- _To be done_: Please rewrite the lines from the first one through the line that contains "(1224, 112)", replacing "coordinates" with "position" wherever it occurs and keeping everything else the same. Leave the pictures out.

- _Given entries_:
__________________________________________________

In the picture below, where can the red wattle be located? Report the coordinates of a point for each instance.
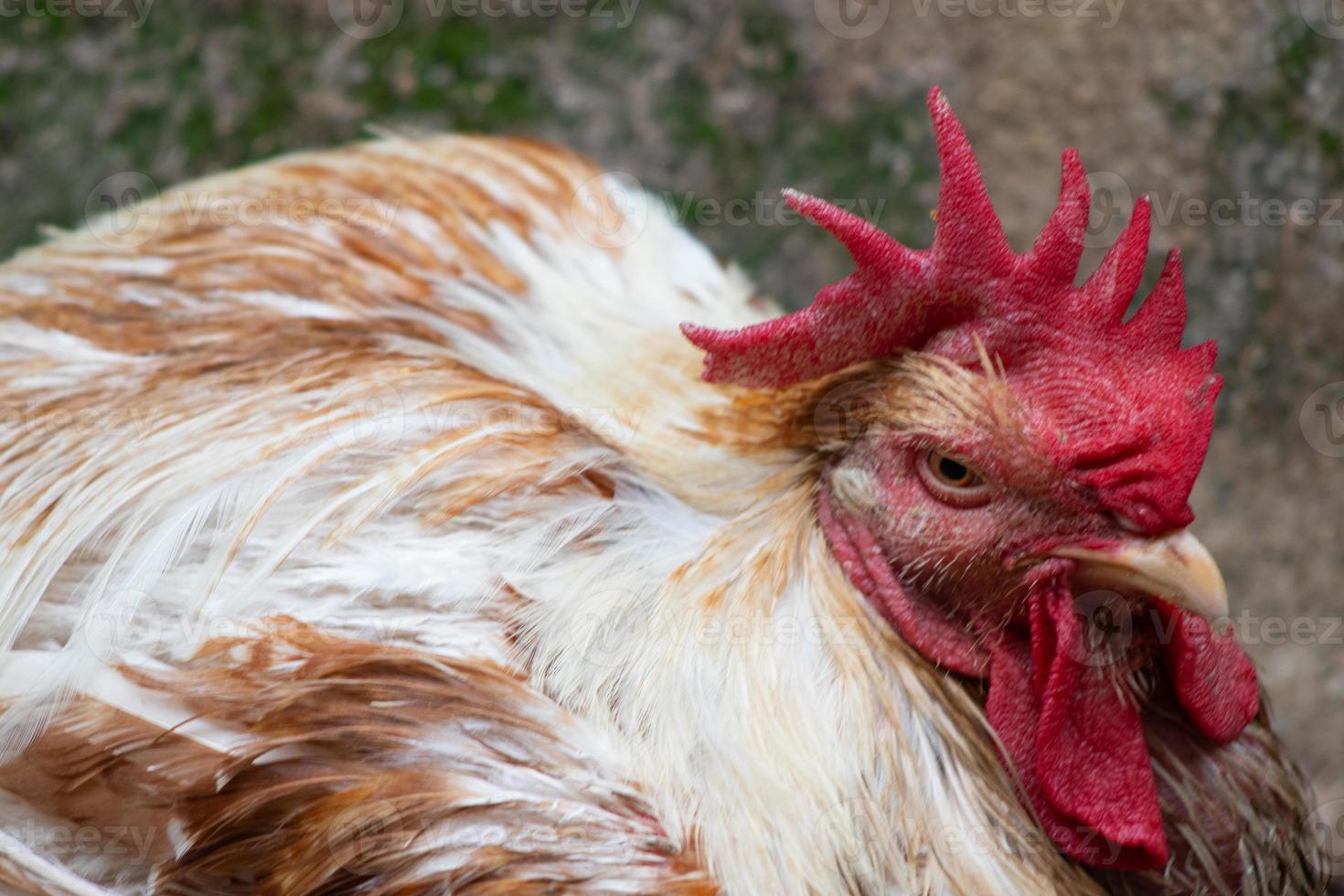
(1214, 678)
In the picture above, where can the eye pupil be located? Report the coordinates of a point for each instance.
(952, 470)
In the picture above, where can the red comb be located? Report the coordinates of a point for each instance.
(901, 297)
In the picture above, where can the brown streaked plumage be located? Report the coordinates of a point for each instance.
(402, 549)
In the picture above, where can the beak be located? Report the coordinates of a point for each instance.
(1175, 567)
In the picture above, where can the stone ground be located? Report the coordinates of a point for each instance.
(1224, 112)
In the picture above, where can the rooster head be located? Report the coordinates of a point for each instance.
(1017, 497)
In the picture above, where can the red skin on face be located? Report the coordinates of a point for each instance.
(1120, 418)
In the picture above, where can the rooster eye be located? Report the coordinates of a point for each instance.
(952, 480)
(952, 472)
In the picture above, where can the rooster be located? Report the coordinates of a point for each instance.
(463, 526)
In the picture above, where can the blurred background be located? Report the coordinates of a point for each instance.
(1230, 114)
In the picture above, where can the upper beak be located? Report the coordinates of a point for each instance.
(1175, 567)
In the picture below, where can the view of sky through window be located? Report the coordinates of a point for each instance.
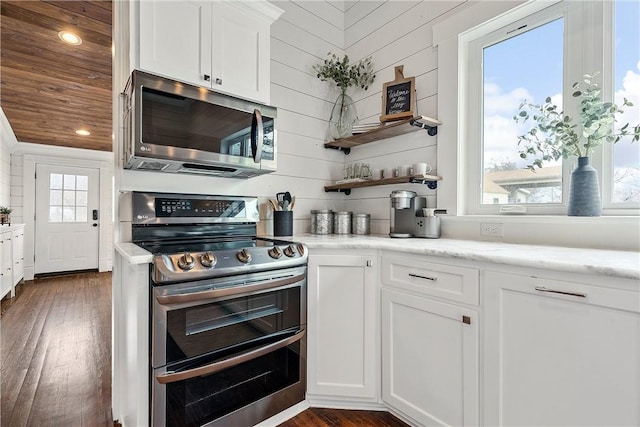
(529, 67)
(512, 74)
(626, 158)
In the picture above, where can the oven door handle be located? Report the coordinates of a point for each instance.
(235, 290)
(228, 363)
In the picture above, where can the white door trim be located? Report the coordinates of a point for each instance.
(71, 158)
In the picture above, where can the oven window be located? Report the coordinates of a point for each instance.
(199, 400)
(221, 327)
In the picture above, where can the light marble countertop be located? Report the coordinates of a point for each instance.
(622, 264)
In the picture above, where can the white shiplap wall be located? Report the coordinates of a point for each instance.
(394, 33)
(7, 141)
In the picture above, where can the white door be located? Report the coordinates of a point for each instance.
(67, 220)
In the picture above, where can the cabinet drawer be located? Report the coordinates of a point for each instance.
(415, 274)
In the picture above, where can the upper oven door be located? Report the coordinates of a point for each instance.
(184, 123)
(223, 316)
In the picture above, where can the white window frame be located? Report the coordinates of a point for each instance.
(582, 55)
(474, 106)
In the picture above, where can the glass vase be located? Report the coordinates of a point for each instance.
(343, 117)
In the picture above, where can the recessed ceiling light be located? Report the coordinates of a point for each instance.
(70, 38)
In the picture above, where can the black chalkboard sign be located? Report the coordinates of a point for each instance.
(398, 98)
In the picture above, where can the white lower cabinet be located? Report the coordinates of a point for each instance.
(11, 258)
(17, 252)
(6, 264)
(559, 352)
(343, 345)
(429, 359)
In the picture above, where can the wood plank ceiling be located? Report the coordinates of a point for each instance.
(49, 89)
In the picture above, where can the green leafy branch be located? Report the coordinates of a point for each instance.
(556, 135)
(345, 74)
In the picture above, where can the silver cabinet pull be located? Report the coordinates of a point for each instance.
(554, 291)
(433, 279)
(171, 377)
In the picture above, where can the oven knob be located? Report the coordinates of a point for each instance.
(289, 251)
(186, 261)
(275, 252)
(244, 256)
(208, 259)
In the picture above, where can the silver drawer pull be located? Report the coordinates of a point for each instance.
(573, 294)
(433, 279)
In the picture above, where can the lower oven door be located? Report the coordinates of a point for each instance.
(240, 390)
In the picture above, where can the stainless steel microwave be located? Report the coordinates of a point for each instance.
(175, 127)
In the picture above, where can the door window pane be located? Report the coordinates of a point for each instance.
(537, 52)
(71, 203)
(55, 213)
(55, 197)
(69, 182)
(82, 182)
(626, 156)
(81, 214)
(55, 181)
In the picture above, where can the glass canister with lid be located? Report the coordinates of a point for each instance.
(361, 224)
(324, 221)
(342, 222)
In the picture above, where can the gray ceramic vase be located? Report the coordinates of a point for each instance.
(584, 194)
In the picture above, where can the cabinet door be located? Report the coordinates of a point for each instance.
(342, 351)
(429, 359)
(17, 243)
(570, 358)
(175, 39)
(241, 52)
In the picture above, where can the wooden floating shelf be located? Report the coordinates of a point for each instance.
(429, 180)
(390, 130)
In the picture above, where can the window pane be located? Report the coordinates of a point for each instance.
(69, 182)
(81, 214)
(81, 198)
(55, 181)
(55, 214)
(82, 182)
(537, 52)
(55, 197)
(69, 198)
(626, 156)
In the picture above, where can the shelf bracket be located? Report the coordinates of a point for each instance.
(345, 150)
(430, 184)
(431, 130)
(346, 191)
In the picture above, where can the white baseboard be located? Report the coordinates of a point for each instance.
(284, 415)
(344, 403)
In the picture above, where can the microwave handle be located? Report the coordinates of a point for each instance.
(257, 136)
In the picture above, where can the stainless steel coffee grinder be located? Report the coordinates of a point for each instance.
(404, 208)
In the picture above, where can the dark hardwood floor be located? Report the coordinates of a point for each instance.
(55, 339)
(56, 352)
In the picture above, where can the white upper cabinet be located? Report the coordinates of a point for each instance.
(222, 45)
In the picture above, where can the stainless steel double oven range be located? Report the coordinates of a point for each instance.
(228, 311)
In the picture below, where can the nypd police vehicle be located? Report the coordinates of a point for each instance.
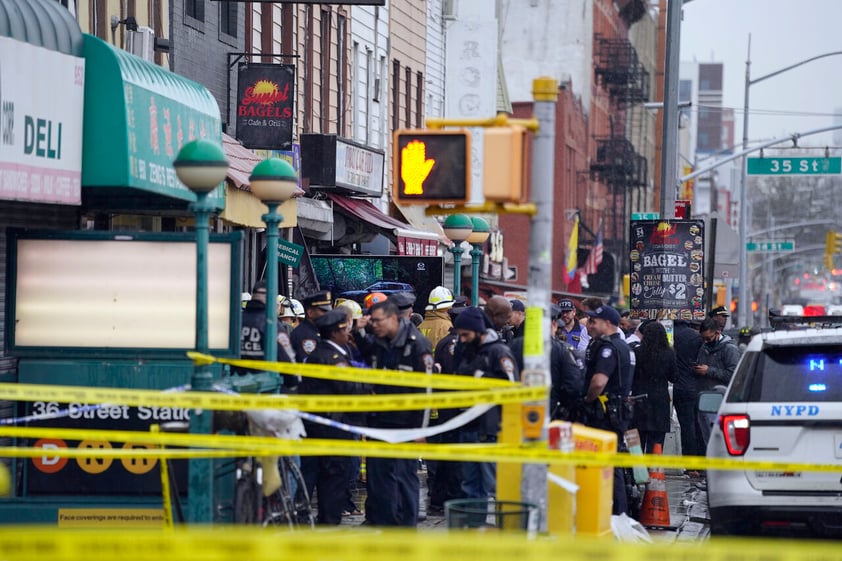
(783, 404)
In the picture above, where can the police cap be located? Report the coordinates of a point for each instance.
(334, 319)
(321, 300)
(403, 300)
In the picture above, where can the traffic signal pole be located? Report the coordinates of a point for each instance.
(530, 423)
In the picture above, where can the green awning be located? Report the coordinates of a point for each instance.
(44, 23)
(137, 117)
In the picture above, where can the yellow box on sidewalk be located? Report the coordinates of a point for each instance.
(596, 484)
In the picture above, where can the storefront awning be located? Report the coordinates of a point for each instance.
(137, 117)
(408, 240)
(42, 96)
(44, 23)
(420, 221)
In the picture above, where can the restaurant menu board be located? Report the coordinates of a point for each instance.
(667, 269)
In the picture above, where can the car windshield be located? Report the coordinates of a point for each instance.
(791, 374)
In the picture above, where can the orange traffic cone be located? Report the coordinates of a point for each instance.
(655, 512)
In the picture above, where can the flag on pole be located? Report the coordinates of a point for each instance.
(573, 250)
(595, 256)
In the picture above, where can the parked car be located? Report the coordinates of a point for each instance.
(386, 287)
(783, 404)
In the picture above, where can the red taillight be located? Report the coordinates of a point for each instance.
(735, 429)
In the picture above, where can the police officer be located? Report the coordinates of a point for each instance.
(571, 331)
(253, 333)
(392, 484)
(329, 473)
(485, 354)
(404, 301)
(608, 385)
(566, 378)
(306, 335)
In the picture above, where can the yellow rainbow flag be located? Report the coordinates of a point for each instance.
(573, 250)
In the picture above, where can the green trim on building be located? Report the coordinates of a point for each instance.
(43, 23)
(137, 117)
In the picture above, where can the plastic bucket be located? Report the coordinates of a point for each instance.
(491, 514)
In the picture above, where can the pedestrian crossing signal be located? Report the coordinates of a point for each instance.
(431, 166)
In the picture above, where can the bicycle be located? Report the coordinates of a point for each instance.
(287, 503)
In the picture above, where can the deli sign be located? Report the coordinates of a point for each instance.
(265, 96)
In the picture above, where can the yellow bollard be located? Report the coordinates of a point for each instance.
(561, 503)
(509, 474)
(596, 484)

__________________________________________________

- _Answer below_:
In the picture below, where can the red wattle be located? Report the position of a point for each instance.
(1214, 678)
In the picture above, where can the eye pupil be located? Report the position of a point for each instance.
(952, 470)
In the picture above, where can the red comb be located? Report the position of a point for each instance.
(901, 297)
In the picture above, where can the brown streaked plumage be located? Report the position of a point for each instance.
(402, 549)
In the picture above, where can the beak be located? Report the position of a point for each instance.
(1175, 567)
In the picture above, where can the stone ground be located? Report the position of a point for each instance.
(1224, 112)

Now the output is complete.